- **DATA TO PROCESS**:
___
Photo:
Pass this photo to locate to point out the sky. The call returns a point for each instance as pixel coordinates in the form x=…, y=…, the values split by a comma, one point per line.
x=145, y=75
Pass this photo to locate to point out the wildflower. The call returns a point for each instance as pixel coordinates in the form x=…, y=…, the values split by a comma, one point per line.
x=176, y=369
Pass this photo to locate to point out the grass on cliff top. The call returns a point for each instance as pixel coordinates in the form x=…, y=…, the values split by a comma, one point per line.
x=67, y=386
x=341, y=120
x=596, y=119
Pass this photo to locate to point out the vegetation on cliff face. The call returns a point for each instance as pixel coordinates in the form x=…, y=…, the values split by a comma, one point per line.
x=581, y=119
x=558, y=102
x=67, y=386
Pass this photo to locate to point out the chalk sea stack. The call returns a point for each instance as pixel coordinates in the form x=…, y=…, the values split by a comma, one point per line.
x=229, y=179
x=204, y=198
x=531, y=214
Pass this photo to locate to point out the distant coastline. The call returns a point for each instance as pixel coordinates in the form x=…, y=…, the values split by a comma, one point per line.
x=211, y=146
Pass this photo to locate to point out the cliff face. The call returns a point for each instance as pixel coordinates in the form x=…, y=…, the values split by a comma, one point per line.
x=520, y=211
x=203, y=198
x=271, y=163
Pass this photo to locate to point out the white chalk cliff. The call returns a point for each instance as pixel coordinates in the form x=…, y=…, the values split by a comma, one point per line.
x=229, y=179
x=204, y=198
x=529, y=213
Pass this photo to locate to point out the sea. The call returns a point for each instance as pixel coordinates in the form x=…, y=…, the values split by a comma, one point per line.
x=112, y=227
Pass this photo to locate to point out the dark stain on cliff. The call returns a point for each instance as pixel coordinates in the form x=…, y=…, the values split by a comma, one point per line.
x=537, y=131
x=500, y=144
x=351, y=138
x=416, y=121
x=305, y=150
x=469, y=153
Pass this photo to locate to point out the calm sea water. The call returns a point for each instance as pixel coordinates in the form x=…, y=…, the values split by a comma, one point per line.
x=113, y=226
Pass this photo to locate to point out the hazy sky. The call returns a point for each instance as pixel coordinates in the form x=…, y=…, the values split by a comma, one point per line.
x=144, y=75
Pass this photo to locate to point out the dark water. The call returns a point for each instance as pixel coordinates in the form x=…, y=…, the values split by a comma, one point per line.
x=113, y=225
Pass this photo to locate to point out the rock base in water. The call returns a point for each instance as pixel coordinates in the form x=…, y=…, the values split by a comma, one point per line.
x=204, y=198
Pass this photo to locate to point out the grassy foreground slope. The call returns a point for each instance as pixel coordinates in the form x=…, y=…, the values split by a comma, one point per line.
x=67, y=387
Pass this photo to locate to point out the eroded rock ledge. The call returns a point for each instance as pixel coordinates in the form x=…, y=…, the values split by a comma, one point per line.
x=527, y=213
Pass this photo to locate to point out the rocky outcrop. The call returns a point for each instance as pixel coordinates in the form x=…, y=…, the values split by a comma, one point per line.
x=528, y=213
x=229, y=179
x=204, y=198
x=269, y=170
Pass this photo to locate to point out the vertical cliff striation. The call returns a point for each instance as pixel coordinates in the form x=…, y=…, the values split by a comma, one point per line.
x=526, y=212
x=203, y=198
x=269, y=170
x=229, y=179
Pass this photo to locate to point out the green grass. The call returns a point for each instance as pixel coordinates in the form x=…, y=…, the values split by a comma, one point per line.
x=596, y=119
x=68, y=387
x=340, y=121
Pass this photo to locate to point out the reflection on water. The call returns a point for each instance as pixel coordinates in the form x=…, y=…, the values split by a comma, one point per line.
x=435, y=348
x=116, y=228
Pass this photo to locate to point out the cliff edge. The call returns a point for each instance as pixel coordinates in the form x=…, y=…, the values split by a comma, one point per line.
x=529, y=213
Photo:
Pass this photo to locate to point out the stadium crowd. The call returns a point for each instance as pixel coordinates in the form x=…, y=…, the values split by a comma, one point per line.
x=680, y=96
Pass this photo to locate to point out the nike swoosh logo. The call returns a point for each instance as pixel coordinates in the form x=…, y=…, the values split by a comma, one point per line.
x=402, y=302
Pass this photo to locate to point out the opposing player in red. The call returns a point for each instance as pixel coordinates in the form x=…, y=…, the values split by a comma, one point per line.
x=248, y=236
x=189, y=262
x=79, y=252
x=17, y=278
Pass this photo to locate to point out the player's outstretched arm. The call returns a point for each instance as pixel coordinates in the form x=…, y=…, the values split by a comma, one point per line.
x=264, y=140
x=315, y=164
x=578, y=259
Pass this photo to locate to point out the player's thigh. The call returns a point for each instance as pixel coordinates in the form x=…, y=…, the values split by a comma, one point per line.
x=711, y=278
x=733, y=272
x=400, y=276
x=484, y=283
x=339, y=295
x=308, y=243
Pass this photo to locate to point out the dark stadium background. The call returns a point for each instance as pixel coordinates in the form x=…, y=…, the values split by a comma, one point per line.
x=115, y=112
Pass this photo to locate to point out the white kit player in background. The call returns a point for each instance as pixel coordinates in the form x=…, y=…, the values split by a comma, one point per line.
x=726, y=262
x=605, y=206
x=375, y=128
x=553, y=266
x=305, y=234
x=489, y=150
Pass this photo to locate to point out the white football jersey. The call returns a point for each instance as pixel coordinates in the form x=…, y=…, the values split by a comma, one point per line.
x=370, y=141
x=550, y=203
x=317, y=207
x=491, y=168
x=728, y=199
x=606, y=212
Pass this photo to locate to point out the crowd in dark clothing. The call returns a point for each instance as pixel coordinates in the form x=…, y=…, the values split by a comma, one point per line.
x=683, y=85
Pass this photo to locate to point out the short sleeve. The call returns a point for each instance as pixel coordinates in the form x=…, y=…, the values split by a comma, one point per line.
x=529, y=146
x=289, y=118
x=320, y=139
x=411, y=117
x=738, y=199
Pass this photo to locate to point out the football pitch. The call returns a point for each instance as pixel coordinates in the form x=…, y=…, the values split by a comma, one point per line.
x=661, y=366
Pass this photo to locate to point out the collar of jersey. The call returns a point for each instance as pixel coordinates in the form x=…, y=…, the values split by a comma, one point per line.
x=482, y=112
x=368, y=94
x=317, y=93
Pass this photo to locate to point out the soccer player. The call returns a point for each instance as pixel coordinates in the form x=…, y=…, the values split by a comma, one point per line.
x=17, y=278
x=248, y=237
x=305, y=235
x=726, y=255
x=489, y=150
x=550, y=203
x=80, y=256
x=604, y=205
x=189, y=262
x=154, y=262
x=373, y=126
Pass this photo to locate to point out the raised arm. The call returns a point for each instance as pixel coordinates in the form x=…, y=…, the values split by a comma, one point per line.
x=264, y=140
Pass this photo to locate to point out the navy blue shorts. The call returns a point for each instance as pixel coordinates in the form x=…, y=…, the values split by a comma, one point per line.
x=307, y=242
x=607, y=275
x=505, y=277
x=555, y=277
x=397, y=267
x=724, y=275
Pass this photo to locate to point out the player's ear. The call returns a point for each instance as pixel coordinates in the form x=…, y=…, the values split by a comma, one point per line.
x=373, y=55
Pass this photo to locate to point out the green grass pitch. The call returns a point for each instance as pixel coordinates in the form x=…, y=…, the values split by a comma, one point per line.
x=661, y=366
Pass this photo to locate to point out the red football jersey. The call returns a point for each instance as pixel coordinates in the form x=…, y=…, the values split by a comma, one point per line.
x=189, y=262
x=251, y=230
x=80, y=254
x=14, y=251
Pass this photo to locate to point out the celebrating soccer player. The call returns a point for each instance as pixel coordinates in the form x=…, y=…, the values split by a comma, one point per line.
___
- **OBJECTIVE**:
Above are the records; retype every one exactly.

- **FINISHED EXERCISE**:
Photo:
Pass this photo to locate to point out the sky. The call returns a point for each instance as pixel coordinates in the form x=…, y=…, the values split by a comma, one point per line.
x=145, y=75
Pass this photo to locate to point out the wildflower. The call returns a point for each instance as pixel coordinates in the form x=…, y=…, the values split by a comma, one point per line.
x=176, y=369
Pass this photo to locate to point out the grass on cliff top. The call returns a point for each instance as pixel coordinates in the form x=…, y=…, the values split by a comma, one point per line.
x=67, y=386
x=341, y=120
x=596, y=119
Pass this photo to locate to point out the vegetation on cliff face. The call returns a point for each instance as pixel coordinates in the form x=…, y=…, the values split by a comma, one point per line.
x=581, y=119
x=558, y=102
x=67, y=386
Pass this photo to locate to point out the chalk sea stack. The call returns a point for each instance as pixel coordinates in the form x=…, y=…, the values split by a comma, one point per line.
x=229, y=179
x=204, y=198
x=531, y=214
Pass this photo to locate to point out the distant coastline. The call returns a point for each instance as pixel coordinates in the form x=…, y=…, the values split by a comma, one point per line.
x=211, y=146
Pass this photo to locate to point out the cliff face. The call returns a point for each instance as pixel coordinates in the form x=…, y=…, the values split by a comma, one point per line.
x=520, y=211
x=203, y=198
x=271, y=163
Pass this photo to locate to point out the white chalk cliff. The call returns a point for each instance as pixel coordinates in the form x=…, y=…, the values split by a comma, one point per line.
x=229, y=179
x=204, y=198
x=529, y=213
Pass this photo to locate to point out the sea. The call returns a point for each instance as pixel coordinates in the form x=…, y=…, the values split by a comma, one point per line.
x=112, y=227
Pass this photo to locate to point out the dark stain on cliff. The call returns a point for each instance as pixel coordinates in the form x=…, y=…, the values split by a comma, one point per line.
x=537, y=131
x=500, y=144
x=351, y=138
x=416, y=121
x=305, y=150
x=469, y=153
Pass this photo to locate to point out the calm sea water. The call returns a point for each instance as pixel coordinates in the form x=…, y=…, the values split by a comma, one point per line.
x=113, y=226
Pass this photo to locate to point out the hazy sky. The call returns a point for each instance as pixel coordinates in the form x=…, y=…, the values split by a comma, one point per line.
x=144, y=75
Pass this photo to locate to point out the dark water. The call returns a point for each instance as pixel coordinates in the form x=…, y=…, the values split by a comma, one point per line.
x=113, y=225
Pass this photo to locate to point out the rock base in water. The call returns a point for each instance as pixel coordinates in the form x=…, y=…, the values split by a comma, one point per line.
x=204, y=198
Pass this photo to locate to point out the grassy foreground slope. The call returns a point for each instance as pixel coordinates in the form x=…, y=…, the values split by a comma, one point per line.
x=67, y=387
Pass this photo to locate to point out the eroded rock ledge. The call returns a point for each instance as pixel coordinates in the form x=…, y=…, the values split by a comma, one point per line.
x=527, y=213
Pass this photo to locate to point out the rocky outcrop. The call returns a point for each instance as pixel coordinates in the form x=…, y=…, the values split by a comma, one point per line.
x=528, y=213
x=229, y=179
x=204, y=198
x=269, y=170
Pass this photo to locate to point out the vertical cliff striation. The call returns a point for each instance as pixel coordinates in the form x=…, y=…, the values split by a comma, one point per line.
x=526, y=212
x=203, y=198
x=269, y=170
x=229, y=179
Pass this photo to locate to point out the green grass. The call returns a point for each instance as pixel coordinates in the form x=…, y=…, the values split by a comma, one point per line.
x=596, y=119
x=68, y=387
x=340, y=121
Pass this photo to locate to point out the reflection on water. The call returns a point for each instance as pixel coordinates in the form x=…, y=…, the values split by a comma, one point per line.
x=435, y=348
x=116, y=228
Pass this photo to locate to point out the cliff edge. The call returns a point for each instance as pixel coordinates in the form x=…, y=…, the values split by a comma, one point per line.
x=529, y=213
Photo:
Pass this photo to locate to point out the stadium crowd. The call returns a point for each instance as pixel coordinates in the form x=…, y=…, the values split by a comma, one point per line.
x=680, y=96
Pass this photo to locate to point out the nike swoosh logo. The call returns a point for each instance as pixel coordinates in the form x=…, y=…, the values split by a comma, one point per line.
x=402, y=302
Pass this photo to locate to point out the opposing player in red. The call returns a point for each instance as pixel coordinates in the form x=…, y=…, the values split by a comma, one point per line.
x=248, y=236
x=189, y=262
x=79, y=252
x=17, y=278
Pass this photo to locate to point out the player's outstretched arm. The call returns a point for each instance as pixel coordinates in the form x=…, y=…, the values split by a comma, one point per line.
x=264, y=140
x=315, y=164
x=578, y=259
Pass this photo to locate to point out the player's thigh. The call returns a point for each instance as pixel coordinates in the form x=…, y=…, the values split by a comma, one point per line.
x=711, y=278
x=733, y=272
x=400, y=276
x=484, y=283
x=339, y=295
x=308, y=243
Pass this photo to locate to point out the dark stadium background. The call returns a point for each instance as pixel coordinates in the form x=…, y=…, the values split by a comma, one point per line.
x=115, y=112
Pass this photo to locate to point out the white kit player in background. The call returns a point for each instance as pixel coordinates in the form x=…, y=…, the values split by a comma, one point per line.
x=726, y=262
x=605, y=206
x=375, y=128
x=553, y=266
x=305, y=234
x=489, y=150
Pass this photo to locate to point out the white football jersey. The call returns a point for each instance as pixel coordinates in the form x=…, y=…, the values split by a comma, one point per line.
x=370, y=141
x=550, y=203
x=317, y=207
x=491, y=168
x=728, y=199
x=606, y=212
Pass this photo to locate to point out the crowd in dark clothing. The call returns a point for each instance as pixel coordinates in the form x=…, y=…, the values split by a comma, one point per line.
x=683, y=85
Pass this photo to locate to point out the short sleeve. The call returns a point for each instance as pixel coordinates in the form x=…, y=…, the values split by a comma, one point per line.
x=529, y=146
x=289, y=118
x=320, y=139
x=411, y=117
x=738, y=199
Pass this photo to locate to point out the football pitch. The call returns a point for each instance as pixel coordinates in the form x=…, y=…, the values split by a comma, one point per line.
x=661, y=366
Pass this photo to locate to point out the collar of jersey. The call returns a point for each instance as pixel coordinates in the form x=…, y=…, the values split by a comma, one point per line.
x=482, y=112
x=368, y=94
x=317, y=93
Pass this photo to locate to point out the soccer player. The call returns a point for each instance as pixel coordinates in the form x=…, y=…, the values split by a comma, one point per line.
x=17, y=278
x=248, y=237
x=305, y=235
x=726, y=255
x=489, y=150
x=550, y=203
x=80, y=256
x=604, y=205
x=189, y=262
x=154, y=262
x=373, y=126
Pass this photo to locate to point out the raised arm. The call returns a point for each instance as pixel coordinates in the form x=…, y=…, the values split by a comma, one point per line.
x=264, y=140
Pass this photo to locate to point out the navy blue shorts. The call returns a point for each instance as pixel coordinates in the form x=…, y=…, the values split by a comma, one point per line.
x=307, y=242
x=607, y=275
x=505, y=277
x=555, y=277
x=397, y=267
x=724, y=275
Pass this photo to locate to point out the player's ear. The call returns a point for each instance as pixel coordinates in the form x=…, y=…, the values split by a comma, one point per line.
x=373, y=55
Pass this photo to locate to point out the green grass pitch. The call returns a point for each instance as pixel coordinates in the form x=…, y=…, the values split by a comma, one point per line.
x=661, y=366
Pass this photo to locate to point out the red football jersey. The call returns a point for each instance as pixel coordinates in the form x=…, y=…, the values split by a comma, one point per line.
x=189, y=262
x=251, y=230
x=80, y=254
x=14, y=251
Pass this photo to locate to point out the celebrating soccer player. The call returns a point for each instance as pixel coordinates in the form x=…, y=…, the values split by a comma, one point per line.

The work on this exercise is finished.